SET TASK
Write out, word for word, the data below from the line containing "Task: point out the golden" through the final line, including both.

+ + + +

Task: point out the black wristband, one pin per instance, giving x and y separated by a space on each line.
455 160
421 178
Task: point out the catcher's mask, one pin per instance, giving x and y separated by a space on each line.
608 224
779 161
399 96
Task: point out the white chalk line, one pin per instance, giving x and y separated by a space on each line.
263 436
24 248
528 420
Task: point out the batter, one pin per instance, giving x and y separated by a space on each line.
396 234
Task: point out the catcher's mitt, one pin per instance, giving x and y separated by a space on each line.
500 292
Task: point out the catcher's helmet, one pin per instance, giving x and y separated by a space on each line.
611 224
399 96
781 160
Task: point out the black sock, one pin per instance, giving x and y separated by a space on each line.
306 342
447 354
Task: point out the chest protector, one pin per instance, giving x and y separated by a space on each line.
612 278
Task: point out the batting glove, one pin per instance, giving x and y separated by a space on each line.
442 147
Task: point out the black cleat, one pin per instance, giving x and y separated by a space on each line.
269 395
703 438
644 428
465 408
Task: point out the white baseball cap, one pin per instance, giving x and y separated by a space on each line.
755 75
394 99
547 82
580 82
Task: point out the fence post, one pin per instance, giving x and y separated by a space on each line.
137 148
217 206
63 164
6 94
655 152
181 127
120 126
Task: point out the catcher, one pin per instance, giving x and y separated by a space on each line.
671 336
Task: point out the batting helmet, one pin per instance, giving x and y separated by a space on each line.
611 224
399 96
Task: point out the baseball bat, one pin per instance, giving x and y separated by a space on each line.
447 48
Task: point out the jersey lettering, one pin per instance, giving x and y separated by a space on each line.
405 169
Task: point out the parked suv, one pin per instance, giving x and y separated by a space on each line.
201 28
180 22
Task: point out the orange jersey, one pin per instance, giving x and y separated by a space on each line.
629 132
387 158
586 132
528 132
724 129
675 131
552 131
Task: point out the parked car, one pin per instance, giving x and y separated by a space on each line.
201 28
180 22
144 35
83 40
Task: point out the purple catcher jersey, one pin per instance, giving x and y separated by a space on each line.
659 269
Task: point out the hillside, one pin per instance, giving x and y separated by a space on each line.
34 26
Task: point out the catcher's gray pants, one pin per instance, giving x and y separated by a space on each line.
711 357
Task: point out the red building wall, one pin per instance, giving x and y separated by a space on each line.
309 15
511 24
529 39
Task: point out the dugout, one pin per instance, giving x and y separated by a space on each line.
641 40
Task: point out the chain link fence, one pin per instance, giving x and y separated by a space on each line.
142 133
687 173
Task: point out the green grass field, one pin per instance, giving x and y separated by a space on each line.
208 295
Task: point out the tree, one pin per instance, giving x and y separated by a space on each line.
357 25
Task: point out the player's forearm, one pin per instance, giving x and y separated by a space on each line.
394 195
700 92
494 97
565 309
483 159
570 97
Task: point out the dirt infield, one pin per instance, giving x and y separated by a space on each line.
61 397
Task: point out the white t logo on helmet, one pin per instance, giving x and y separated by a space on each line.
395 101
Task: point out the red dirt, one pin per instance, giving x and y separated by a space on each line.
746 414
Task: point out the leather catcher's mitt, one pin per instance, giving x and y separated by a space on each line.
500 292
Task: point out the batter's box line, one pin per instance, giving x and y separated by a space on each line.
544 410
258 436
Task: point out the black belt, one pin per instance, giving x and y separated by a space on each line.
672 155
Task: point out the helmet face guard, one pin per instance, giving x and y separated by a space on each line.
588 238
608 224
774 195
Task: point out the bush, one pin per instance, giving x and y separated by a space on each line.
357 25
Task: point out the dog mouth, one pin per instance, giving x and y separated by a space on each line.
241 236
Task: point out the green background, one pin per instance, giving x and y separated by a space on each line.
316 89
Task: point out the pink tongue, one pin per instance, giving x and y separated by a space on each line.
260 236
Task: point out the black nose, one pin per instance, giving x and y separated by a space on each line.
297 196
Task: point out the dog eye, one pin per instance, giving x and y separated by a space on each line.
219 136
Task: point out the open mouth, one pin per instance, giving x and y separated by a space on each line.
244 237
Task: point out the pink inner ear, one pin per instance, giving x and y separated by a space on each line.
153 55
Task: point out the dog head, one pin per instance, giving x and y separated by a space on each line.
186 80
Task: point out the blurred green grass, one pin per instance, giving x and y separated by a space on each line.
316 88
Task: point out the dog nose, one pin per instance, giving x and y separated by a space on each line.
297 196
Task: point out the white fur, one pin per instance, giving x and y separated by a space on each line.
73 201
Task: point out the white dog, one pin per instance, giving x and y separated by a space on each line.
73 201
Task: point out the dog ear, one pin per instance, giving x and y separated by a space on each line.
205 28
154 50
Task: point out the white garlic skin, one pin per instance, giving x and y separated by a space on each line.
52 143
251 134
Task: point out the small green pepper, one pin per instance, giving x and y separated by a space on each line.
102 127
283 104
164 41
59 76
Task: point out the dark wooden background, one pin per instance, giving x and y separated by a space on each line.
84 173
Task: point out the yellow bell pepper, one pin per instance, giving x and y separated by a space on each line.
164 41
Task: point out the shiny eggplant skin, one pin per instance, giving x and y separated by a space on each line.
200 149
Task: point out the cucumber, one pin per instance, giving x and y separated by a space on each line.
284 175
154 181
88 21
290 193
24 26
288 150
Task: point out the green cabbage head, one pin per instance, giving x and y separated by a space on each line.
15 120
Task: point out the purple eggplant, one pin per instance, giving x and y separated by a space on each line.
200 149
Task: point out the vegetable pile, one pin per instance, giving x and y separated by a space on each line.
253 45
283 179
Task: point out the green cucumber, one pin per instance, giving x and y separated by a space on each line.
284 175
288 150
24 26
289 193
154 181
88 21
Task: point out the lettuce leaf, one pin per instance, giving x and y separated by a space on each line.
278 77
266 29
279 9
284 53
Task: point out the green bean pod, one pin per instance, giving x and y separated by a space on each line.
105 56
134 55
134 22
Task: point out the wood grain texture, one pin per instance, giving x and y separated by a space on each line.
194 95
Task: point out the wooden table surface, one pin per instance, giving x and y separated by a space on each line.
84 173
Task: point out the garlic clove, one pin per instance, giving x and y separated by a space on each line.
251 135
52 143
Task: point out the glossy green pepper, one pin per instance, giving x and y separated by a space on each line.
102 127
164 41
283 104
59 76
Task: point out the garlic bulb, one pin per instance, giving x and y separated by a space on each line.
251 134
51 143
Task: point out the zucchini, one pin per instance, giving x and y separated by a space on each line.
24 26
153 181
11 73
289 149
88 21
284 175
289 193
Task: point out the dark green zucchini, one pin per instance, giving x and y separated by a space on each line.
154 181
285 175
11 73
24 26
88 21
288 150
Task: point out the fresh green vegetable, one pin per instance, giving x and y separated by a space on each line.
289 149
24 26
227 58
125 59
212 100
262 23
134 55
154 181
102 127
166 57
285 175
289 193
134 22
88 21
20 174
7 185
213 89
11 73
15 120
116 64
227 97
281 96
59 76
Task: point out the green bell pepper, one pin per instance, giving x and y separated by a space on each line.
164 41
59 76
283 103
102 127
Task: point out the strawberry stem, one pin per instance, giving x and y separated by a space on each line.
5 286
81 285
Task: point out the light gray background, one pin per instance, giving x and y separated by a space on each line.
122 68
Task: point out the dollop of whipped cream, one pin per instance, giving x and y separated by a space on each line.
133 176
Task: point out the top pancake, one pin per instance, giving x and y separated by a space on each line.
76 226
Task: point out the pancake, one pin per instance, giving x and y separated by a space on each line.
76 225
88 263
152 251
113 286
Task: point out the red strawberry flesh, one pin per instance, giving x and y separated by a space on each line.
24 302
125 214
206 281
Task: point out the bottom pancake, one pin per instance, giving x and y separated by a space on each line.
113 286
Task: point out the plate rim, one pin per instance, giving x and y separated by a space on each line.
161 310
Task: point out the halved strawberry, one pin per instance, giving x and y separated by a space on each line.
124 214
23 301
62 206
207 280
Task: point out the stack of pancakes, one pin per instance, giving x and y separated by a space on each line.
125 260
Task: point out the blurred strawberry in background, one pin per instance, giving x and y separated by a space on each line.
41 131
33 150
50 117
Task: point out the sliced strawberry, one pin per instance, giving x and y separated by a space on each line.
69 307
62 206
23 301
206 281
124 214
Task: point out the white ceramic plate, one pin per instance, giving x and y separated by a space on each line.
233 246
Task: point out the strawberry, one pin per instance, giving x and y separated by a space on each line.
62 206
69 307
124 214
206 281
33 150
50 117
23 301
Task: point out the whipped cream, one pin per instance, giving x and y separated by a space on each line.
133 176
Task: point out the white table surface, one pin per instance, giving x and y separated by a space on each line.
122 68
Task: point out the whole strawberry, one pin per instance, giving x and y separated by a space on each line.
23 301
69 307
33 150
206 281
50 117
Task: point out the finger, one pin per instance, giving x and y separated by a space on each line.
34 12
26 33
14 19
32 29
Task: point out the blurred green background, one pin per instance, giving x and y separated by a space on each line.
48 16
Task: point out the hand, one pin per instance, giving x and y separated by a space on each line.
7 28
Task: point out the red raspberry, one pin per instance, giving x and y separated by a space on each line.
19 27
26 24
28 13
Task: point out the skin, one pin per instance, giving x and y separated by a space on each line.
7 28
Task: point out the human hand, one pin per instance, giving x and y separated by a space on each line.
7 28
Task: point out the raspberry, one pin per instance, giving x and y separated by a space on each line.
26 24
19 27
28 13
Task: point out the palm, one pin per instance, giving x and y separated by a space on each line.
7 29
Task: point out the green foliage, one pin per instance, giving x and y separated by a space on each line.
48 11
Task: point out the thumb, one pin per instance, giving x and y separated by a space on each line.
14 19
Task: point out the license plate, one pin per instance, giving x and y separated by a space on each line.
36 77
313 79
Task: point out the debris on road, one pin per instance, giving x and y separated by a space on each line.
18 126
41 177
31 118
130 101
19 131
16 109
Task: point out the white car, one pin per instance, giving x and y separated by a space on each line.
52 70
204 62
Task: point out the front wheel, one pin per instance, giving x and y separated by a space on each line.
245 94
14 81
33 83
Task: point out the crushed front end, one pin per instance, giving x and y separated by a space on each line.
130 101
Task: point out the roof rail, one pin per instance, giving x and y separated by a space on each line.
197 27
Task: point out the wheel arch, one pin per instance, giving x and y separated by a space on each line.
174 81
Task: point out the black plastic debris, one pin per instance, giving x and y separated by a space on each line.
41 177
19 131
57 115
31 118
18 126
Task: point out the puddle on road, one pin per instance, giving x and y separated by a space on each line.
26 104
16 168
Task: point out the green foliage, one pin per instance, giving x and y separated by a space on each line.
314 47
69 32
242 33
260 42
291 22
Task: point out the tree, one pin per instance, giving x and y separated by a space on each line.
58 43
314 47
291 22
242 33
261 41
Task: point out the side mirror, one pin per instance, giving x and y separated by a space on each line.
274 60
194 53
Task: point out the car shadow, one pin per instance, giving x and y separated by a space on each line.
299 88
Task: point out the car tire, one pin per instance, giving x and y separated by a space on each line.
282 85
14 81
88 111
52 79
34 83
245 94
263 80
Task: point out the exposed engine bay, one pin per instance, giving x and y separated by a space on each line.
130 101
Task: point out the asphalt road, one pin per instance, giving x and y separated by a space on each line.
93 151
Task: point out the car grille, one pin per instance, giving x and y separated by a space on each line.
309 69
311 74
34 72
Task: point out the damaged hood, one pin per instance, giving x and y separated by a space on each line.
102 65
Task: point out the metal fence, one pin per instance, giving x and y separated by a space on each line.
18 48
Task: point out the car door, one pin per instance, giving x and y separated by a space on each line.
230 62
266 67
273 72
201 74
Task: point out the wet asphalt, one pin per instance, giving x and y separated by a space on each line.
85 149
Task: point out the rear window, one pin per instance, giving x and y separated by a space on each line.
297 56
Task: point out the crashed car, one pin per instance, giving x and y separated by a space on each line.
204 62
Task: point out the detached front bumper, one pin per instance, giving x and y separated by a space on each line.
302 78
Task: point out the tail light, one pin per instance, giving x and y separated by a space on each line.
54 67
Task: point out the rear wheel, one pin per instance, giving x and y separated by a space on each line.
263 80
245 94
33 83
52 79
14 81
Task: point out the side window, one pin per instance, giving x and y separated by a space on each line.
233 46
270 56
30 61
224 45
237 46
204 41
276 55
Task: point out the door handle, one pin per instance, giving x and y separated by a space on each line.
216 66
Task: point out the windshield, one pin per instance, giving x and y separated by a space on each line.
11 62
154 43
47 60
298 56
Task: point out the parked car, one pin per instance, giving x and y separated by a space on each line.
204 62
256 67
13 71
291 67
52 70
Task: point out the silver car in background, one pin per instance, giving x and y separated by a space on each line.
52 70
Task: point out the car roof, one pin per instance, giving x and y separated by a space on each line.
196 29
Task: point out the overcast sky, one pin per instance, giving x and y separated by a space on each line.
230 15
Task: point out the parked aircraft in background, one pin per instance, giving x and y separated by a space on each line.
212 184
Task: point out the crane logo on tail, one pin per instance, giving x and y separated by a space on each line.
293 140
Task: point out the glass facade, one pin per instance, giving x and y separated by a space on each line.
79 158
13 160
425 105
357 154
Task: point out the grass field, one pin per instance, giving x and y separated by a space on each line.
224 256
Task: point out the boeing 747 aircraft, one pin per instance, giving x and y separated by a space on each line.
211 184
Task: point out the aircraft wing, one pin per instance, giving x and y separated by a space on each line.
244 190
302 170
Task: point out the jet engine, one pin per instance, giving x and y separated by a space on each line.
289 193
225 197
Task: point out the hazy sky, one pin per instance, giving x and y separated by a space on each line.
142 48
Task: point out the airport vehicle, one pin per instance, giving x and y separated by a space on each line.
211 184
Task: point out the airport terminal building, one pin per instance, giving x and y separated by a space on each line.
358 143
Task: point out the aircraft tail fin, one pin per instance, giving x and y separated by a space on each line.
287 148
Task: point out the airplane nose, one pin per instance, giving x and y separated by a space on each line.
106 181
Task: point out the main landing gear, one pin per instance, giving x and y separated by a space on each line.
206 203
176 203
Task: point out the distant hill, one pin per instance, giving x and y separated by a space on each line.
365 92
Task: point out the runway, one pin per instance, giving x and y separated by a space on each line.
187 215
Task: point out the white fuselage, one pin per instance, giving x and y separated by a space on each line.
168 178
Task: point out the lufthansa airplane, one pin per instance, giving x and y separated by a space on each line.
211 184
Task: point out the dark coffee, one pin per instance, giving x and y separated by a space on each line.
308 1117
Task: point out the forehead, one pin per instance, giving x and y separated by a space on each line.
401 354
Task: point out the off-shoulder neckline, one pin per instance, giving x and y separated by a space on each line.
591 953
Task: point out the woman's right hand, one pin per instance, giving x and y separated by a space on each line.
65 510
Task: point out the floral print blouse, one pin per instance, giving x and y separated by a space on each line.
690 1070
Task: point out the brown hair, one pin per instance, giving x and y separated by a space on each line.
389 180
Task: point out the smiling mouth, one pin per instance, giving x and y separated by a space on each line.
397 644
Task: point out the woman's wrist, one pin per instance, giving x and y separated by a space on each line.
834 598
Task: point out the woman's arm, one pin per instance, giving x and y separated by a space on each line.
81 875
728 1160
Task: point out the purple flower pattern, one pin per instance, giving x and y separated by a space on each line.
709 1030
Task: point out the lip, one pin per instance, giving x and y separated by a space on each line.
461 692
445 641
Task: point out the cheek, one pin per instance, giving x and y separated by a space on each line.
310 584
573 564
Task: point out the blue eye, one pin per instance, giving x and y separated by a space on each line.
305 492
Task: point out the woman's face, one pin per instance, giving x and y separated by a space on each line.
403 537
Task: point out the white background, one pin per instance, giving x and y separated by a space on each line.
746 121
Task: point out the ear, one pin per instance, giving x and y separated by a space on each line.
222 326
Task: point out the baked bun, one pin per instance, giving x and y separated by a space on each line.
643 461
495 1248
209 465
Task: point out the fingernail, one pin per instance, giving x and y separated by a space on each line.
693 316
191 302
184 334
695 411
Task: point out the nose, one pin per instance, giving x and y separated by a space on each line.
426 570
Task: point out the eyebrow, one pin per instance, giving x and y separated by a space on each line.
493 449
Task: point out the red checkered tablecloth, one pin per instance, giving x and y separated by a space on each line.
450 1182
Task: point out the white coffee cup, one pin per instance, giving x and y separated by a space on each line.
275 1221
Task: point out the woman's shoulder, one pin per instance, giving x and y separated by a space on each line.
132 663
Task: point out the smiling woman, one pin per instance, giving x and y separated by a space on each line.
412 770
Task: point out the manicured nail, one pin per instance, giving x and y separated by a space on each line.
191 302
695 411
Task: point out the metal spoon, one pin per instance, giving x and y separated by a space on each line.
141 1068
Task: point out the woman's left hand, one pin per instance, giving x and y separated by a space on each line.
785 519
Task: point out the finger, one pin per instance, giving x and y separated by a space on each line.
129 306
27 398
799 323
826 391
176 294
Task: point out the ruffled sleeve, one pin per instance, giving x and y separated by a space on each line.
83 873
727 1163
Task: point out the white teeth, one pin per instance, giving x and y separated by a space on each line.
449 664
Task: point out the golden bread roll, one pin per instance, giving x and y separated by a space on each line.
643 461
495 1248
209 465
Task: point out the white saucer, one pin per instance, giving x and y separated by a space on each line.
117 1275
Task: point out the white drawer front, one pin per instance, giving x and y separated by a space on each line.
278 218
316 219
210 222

+ + + +

CORRECT RESPONSE
Task: point out the golden bread roll, one pin per instance, giving x and y separated by a space on each line.
643 461
495 1248
209 465
Task: point out the white saucer, one pin per instance, giving x and y separated by a space on each line.
117 1275
Task: point out the white drawer front, one pin per instance, giving x and y separated by a space on each line.
278 218
316 219
210 222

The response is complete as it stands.